Exercise: Return every line of the listing below verbatim, leaving out the pictures.

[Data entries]
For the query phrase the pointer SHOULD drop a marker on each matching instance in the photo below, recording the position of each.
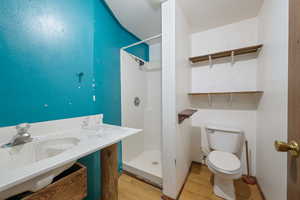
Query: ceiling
(143, 17)
(206, 14)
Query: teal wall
(43, 45)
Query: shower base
(147, 166)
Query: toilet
(224, 159)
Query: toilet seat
(225, 162)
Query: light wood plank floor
(198, 187)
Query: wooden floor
(197, 187)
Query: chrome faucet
(21, 137)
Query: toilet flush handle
(292, 147)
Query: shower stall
(141, 108)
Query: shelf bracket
(232, 58)
(209, 100)
(210, 61)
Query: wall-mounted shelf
(185, 114)
(223, 54)
(225, 93)
(230, 94)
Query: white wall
(223, 76)
(183, 77)
(169, 118)
(152, 115)
(272, 111)
(176, 74)
(133, 85)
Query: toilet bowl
(223, 159)
(226, 167)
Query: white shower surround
(142, 153)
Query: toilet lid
(224, 161)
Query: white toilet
(224, 159)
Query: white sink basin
(23, 155)
(32, 166)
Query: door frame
(293, 164)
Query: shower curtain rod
(143, 41)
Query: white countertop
(90, 141)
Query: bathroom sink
(33, 152)
(32, 166)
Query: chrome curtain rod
(143, 41)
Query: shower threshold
(146, 166)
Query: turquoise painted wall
(43, 45)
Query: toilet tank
(225, 139)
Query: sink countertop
(90, 141)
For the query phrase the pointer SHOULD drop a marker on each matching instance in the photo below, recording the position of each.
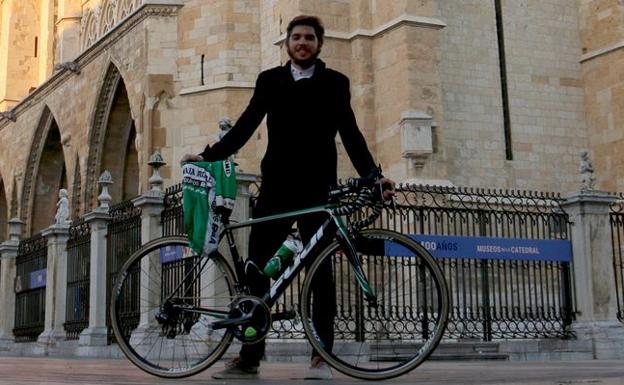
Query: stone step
(469, 351)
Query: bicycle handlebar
(369, 193)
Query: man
(306, 105)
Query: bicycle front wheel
(383, 340)
(164, 303)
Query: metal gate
(78, 277)
(30, 288)
(616, 218)
(123, 239)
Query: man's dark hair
(310, 21)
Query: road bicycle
(174, 312)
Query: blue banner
(448, 246)
(33, 280)
(171, 253)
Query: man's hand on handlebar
(191, 158)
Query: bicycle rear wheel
(154, 308)
(376, 343)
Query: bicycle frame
(333, 227)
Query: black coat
(303, 118)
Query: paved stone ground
(55, 371)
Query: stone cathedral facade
(500, 94)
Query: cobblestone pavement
(53, 371)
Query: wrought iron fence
(491, 298)
(78, 273)
(30, 288)
(124, 238)
(616, 218)
(494, 298)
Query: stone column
(56, 284)
(8, 254)
(97, 334)
(593, 273)
(151, 204)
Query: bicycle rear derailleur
(174, 320)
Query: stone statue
(225, 125)
(587, 172)
(62, 208)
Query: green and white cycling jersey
(206, 186)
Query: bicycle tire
(409, 322)
(187, 345)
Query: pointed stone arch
(112, 142)
(45, 174)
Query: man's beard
(303, 63)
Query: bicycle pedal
(284, 315)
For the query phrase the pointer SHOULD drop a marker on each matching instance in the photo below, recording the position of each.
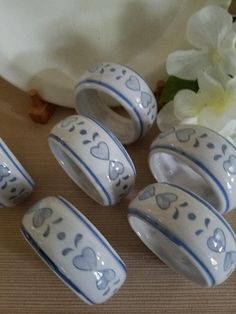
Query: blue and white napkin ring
(93, 158)
(74, 249)
(127, 88)
(15, 183)
(185, 232)
(197, 158)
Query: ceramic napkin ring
(127, 88)
(198, 159)
(185, 232)
(15, 183)
(74, 249)
(93, 158)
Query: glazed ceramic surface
(198, 159)
(15, 183)
(125, 86)
(74, 249)
(186, 232)
(47, 45)
(93, 158)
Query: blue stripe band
(51, 264)
(202, 201)
(200, 165)
(95, 233)
(31, 183)
(118, 93)
(168, 234)
(60, 141)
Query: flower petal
(228, 62)
(208, 27)
(222, 3)
(208, 117)
(187, 104)
(166, 118)
(187, 64)
(230, 41)
(208, 86)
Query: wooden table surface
(28, 286)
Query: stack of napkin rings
(179, 219)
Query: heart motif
(147, 193)
(4, 172)
(93, 68)
(230, 165)
(68, 121)
(116, 168)
(167, 133)
(230, 260)
(164, 200)
(146, 99)
(101, 151)
(107, 275)
(86, 261)
(40, 215)
(184, 135)
(217, 242)
(133, 83)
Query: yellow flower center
(220, 101)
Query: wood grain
(28, 286)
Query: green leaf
(175, 84)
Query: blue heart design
(93, 68)
(164, 200)
(116, 168)
(146, 99)
(230, 165)
(4, 172)
(184, 135)
(230, 260)
(40, 215)
(133, 83)
(86, 261)
(147, 193)
(106, 276)
(167, 133)
(68, 121)
(217, 242)
(101, 151)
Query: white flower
(213, 106)
(210, 31)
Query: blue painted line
(95, 233)
(205, 203)
(17, 167)
(117, 142)
(168, 234)
(60, 141)
(200, 165)
(118, 93)
(51, 264)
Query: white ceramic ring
(185, 232)
(74, 249)
(15, 183)
(198, 159)
(128, 89)
(93, 158)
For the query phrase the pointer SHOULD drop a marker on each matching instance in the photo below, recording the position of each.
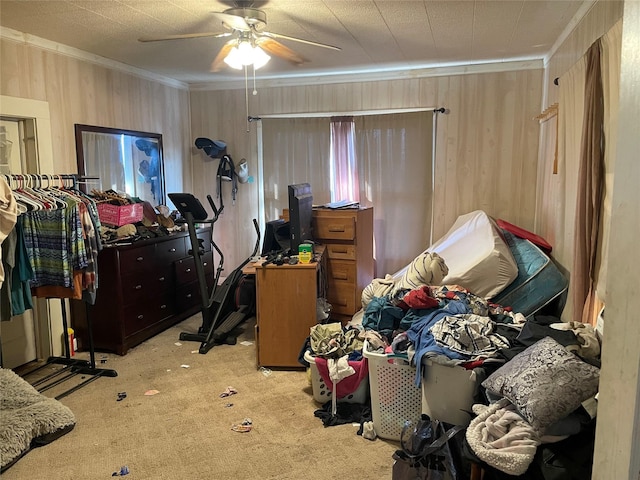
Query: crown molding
(388, 72)
(405, 72)
(573, 23)
(34, 41)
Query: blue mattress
(539, 287)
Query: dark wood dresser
(143, 288)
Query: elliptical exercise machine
(220, 315)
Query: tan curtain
(590, 189)
(295, 150)
(570, 115)
(395, 169)
(610, 59)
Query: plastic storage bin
(448, 392)
(395, 398)
(321, 392)
(117, 216)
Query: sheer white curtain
(395, 169)
(295, 150)
(101, 152)
(344, 160)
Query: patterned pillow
(545, 382)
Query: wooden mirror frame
(131, 164)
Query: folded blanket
(428, 268)
(379, 287)
(500, 437)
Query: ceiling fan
(247, 25)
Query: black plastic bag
(426, 453)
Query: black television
(276, 237)
(300, 211)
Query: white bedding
(476, 255)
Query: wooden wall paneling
(82, 92)
(464, 153)
(555, 208)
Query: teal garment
(382, 316)
(8, 257)
(21, 299)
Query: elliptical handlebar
(216, 212)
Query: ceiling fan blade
(301, 40)
(218, 62)
(234, 22)
(183, 36)
(274, 47)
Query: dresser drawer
(188, 296)
(171, 250)
(340, 251)
(186, 268)
(137, 259)
(136, 289)
(334, 228)
(342, 271)
(342, 298)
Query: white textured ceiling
(372, 34)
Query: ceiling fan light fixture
(245, 54)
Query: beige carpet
(184, 431)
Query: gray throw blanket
(27, 418)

Answer to the task:
For the query phrase the pointer SHOULD drop a marker on each matching instance in the photo below, recording the position of each.
Query: ceiling
(143, 17)
(206, 14)
Query: teal wall
(43, 45)
Query: shower base
(147, 166)
Query: toilet
(224, 159)
Query: toilet seat
(225, 162)
Query: light wood plank floor
(198, 187)
Query: wooden floor
(197, 187)
Query: chrome faucet
(21, 137)
Query: toilet flush handle
(292, 147)
Query: shower stall
(141, 108)
Query: shelf bracket
(232, 58)
(209, 100)
(210, 61)
Query: wall-mounted shelf
(185, 114)
(223, 54)
(225, 93)
(230, 94)
Query: white wall
(223, 76)
(183, 77)
(169, 118)
(152, 115)
(272, 111)
(176, 74)
(133, 85)
Query: toilet bowl
(223, 159)
(226, 167)
Query: white shower surround
(142, 153)
Query: toilet lid
(224, 161)
Query: white toilet
(224, 159)
Query: white sink basin
(23, 155)
(32, 166)
Query: door frame
(293, 164)
Query: shower curtain rod
(143, 41)
Query: white countertop
(90, 141)
Query: bathroom sink
(33, 152)
(32, 166)
Query: chrome curtain rod
(143, 41)
Query: shower threshold
(146, 166)
Query: turquoise painted wall
(43, 45)
Query: toilet tank
(225, 139)
Query: sink countertop
(90, 141)
For the query phrase the pointer SHOULD drop a marker on each matching instance in the photo below, recording the position of each.
Query: stone step
(469, 351)
Query: bicycle handlebar
(369, 193)
Query: man
(306, 105)
Query: bicycle front wheel
(383, 340)
(164, 303)
Query: metal gate
(78, 277)
(30, 288)
(616, 218)
(123, 239)
Query: man's dark hair
(310, 21)
Query: road bicycle
(174, 312)
Query: blue banner
(448, 246)
(33, 280)
(171, 253)
Query: man's hand on handlebar
(191, 158)
Query: bicycle rear wheel
(154, 308)
(376, 343)
Query: bicycle frame
(333, 227)
Query: black coat
(303, 118)
Query: paved stone ground
(55, 371)
Query: stone cathedral facade
(500, 94)
Query: cobblestone pavement
(53, 371)
Query: wrought iron fence
(491, 298)
(78, 273)
(30, 288)
(124, 238)
(616, 218)
(494, 298)
Query: stone column
(56, 284)
(8, 254)
(97, 334)
(593, 273)
(151, 204)
Query: bicycle rear derailleur
(174, 320)
Query: stone statue
(225, 125)
(587, 172)
(62, 208)
Query: green and white cycling jersey
(206, 186)
Query: bicycle tire
(409, 322)
(187, 345)
Query: pointed stone arch
(112, 142)
(45, 174)
Query: man's beard
(303, 63)
Query: bicycle pedal
(284, 315)
For the query phrase the pointer SHOULD drop a marker on each matching instance in the photo below, recording the position of each.
Query: blue and white napkin ring
(93, 158)
(74, 249)
(127, 88)
(15, 183)
(185, 232)
(197, 158)
Query: ceramic napkin ring
(127, 88)
(198, 159)
(185, 232)
(15, 183)
(74, 249)
(93, 158)
Query: glazed ceramic surface
(198, 159)
(15, 183)
(125, 86)
(74, 249)
(186, 232)
(47, 45)
(93, 158)
Query: blue stripe band
(51, 264)
(202, 201)
(200, 165)
(95, 233)
(31, 183)
(118, 93)
(168, 234)
(60, 141)
Query: flower petal
(228, 62)
(208, 27)
(222, 3)
(208, 117)
(187, 104)
(166, 118)
(187, 64)
(230, 41)
(208, 86)
Query: wooden table surface
(28, 286)
Query: stack of napkin rings
(179, 219)
Query: heart motif
(147, 193)
(4, 172)
(93, 68)
(230, 165)
(68, 121)
(116, 168)
(167, 133)
(230, 260)
(164, 200)
(146, 99)
(101, 151)
(107, 275)
(86, 261)
(40, 215)
(184, 135)
(217, 242)
(133, 83)
Query: yellow flower center
(220, 101)
Query: wood grain
(28, 286)
Query: green leaf
(175, 84)
Query: blue heart design
(93, 68)
(164, 200)
(116, 168)
(146, 99)
(230, 165)
(4, 172)
(184, 135)
(230, 260)
(40, 215)
(133, 83)
(86, 261)
(147, 193)
(106, 276)
(167, 133)
(68, 121)
(217, 242)
(101, 151)
Query: white flower
(213, 106)
(210, 31)
Query: blue painted line
(95, 233)
(205, 203)
(17, 167)
(117, 142)
(168, 234)
(60, 141)
(200, 165)
(118, 93)
(51, 264)
Query: white ceramic ring
(185, 232)
(74, 249)
(15, 183)
(198, 159)
(128, 89)
(93, 158)
For the query phrase the pointer SHOULD drop a marker on each matching instance in the photo below, recording the position of each.
Query: crown molding
(388, 72)
(405, 72)
(573, 23)
(34, 41)
Query: blue mattress
(539, 287)
Query: dark wood dresser
(143, 288)
Query: elliptical exercise machine
(220, 315)
Query: tan curtain
(590, 189)
(295, 150)
(570, 115)
(395, 169)
(610, 59)
Query: plastic storage bin
(448, 392)
(395, 398)
(321, 392)
(117, 216)
Query: sheer white curtain
(395, 169)
(295, 150)
(101, 152)
(344, 160)
Query: patterned pillow
(545, 382)
Query: wooden mirror frame
(131, 164)
Query: folded blanket
(428, 268)
(379, 287)
(500, 437)
Query: ceiling fan
(247, 25)
Query: black plastic bag
(426, 453)
Query: black television
(276, 237)
(300, 211)
Query: white bedding
(476, 255)
Query: wooden wall paneling
(82, 92)
(464, 153)
(555, 208)
Query: teal garment
(382, 316)
(8, 257)
(21, 299)
Query: elliptical handlebar
(216, 212)
Query: ceiling fan blade
(301, 40)
(218, 62)
(234, 22)
(183, 36)
(274, 47)
Query: dresser drawer
(188, 296)
(171, 250)
(340, 251)
(186, 268)
(137, 259)
(136, 289)
(334, 228)
(342, 271)
(342, 298)
Query: white textured ceiling
(372, 34)
Query: ceiling fan light fixture
(245, 54)
Query: beige carpet
(184, 431)
Query: gray throw blanket
(27, 418)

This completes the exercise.